▶ [Aufgabe] Führe den Text über die Freizeitbeschäftigungen von Kindern und ihren Fernsehkonsum im Anschluss an seinen letzten Satz weiter.

Bei den präferierten Freizeitbeschäftigungen[11] liegt „Fernsehen“ mit 35% auf Platz 2 hinter „Freunde treffen“ mit 40%. Auf den Plätzen 3-10 folgen „Draußen spielen“ (33%), „Sport treiben“ (18%), „Drinnen spielen“ (17%), „Computer“ (16%), „Mit Tier beschäftigen“ (13%), „Musikkassetten“ (13%), „Malen/Zeichen/Basteln“ (10%), „Familie, Eltern“ (9%). Beschäftigungen wie Lesen, Briefe schreiben oder Musizieren werden kaum genannt. (vgl. Feierabend 2001, S. 347).
Schaut man sich hingegen die wirklich ausgeübten Tätigkeiten der Kinder an, so liegt Fernsehen auf Platz 2 hinter „Hausaufgaben machen“, was aber eher als Pflicht und nicht als Freizeitbeschäftigung zu bezeichnen ist.
In der Studie wurde gefragt, welchen Tätigkeiten die Kinder jeden/fast jeden Tag nachgehen. Hier war mit 81% „Hausaufgaben und Lernen“ auf Platz 1, „Fernsehen“ mit 80% auf Platz zwei. Danach folgten erst mit 56% „Drinnen spielen“, „Freunde treffen“ mit 53% und „Draußen spielen“ mit 51%. (vgl. Abbildung 2.1.1)
Bei der Studie zur Mediennutzung (WDR,DLR, SFB) wurden die Kinder nach ihren Tätigkeiten am Vortag befragt. Hier lagen die Medien mit 93,1% deutlich an der Spitze. Fernsehen ist hierbei mit 79,4% das Leitmedium, wobei aber sogar 27% angaben, ein Buch gelesen zu haben. Nach den Medien folgt „Im Haushalt helfen“ mit 45,3%, „Spielen“ mit 44,9%, „Sport“ mit 37,7% und „Freunde treffen“ mit 30,3%. Hausaufgaben machen taucht überhaupt nicht auf. (Eckhardt 2002, S.92)

▶ [Datenauszug]
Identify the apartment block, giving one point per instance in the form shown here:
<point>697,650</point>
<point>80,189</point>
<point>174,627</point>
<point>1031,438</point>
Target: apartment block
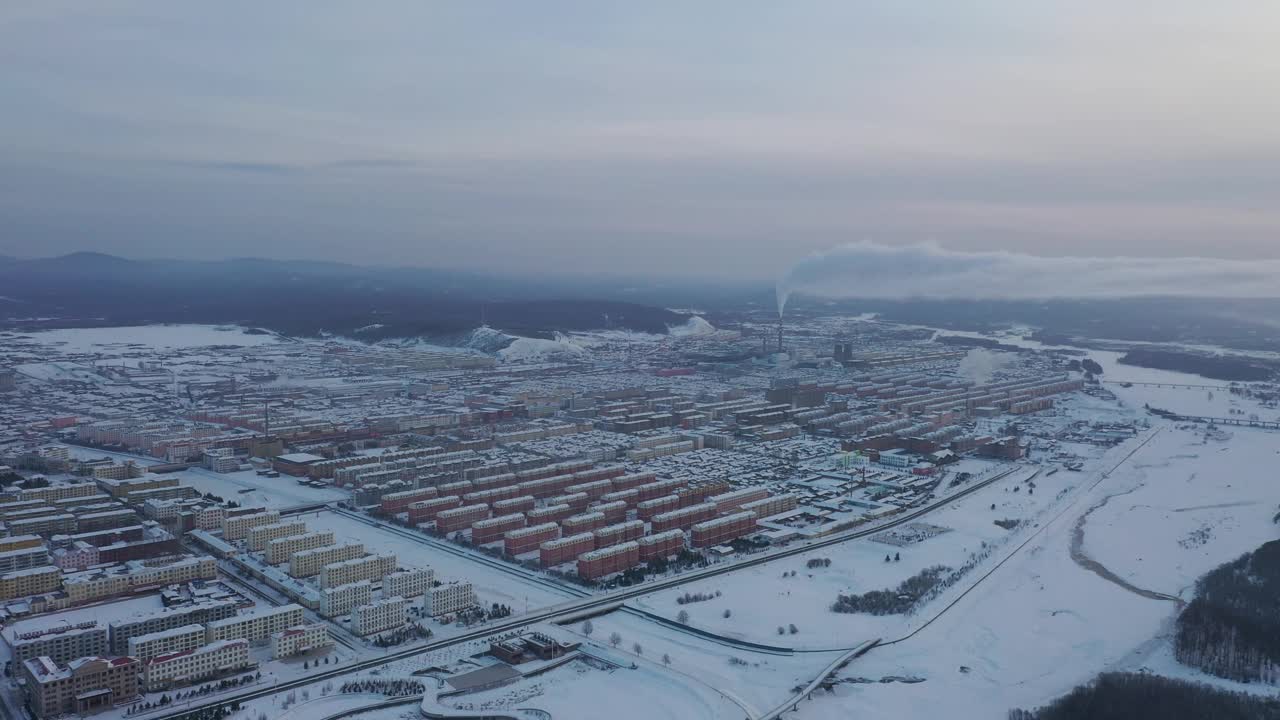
<point>255,625</point>
<point>94,584</point>
<point>408,583</point>
<point>344,598</point>
<point>33,580</point>
<point>59,524</point>
<point>661,545</point>
<point>298,639</point>
<point>378,616</point>
<point>373,568</point>
<point>21,542</point>
<point>280,550</point>
<point>608,560</point>
<point>237,527</point>
<point>722,529</point>
<point>257,537</point>
<point>23,559</point>
<point>82,687</point>
<point>168,619</point>
<point>449,597</point>
<point>310,561</point>
<point>62,643</point>
<point>190,666</point>
<point>187,637</point>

▶ [Ergebnis]
Abbildung in dieser Leseprobe nicht enthalten
Abbildung 2.1.1 : Freizeitaktivitäten nach Angaben der Kinder (jeden Tag/fast jeden Tag, in %) (Feierabend 2001, S. 346)
Abbildung in dieser Leseprobe nicht enthalten
Vergleicht man die Ergebnisse für die präferierten Beschäftigungen und die wirklichen Beschäftigungen, fällt auf, dass sich Kinder zwar sehr für das Fernsehen interessieren, sich aber auch wahrscheinlich so intensiv mit diesem Medium beschäftigen, weil es so wenig Aufwand erfordert, man nicht aus dem Haus gehen muss und diese Tätigkeit auch alleine ausüben kann. Auch wenn sich Kinder am liebsten mit Freunden treffen würden, so haben sie hierfür eben nicht immer die Möglichkeit.
Dass Fernsehen für Kinder jedoch sehr wichtig ist, zeigt eine Untersuchung, bei der Kinder danach befragt wurden, wie sehr sie das Fernsehen vermissen würden, wenn es keins mehr geben würde. Dabei wurde eine Skala von 1 bis 4 verwendet. 76 % der Kinder gaben an, dass sie ganz traurig wären (1), nimmt man noch die Kinder dazu, die angaben, traurig (2) zu sein, so liegt der Wert bei 94%. (vgl. Eckhart 2002, S.97)
Wie lange ein Kind im einzelnen vor dem Fernseher sitzt, hängt von unterschiedlichen Faktoren ab. Kabel- oder Satellitenfernsehen, also ein großes Angebot an Programmen, ein eigener Fernseher sowie ein wenig anregendes soziales Umfeld erhöhen den Fernsehkonsum. Jungen und ältere Kinder schauen ebenfalls mehr fern. Ebenso werden kleinere Kinder von älteren Geschwistern oft zum späten Fernsehen oder zum Schauen von nicht altersgemäßen Programmen „verführt“ und der Konsum erhöht sich. (vgl. Theunert 1995 S. 18-22) Außerdem sehen Kinder in Ostdeutschland mehr fern als Kinder in Westdeutschland.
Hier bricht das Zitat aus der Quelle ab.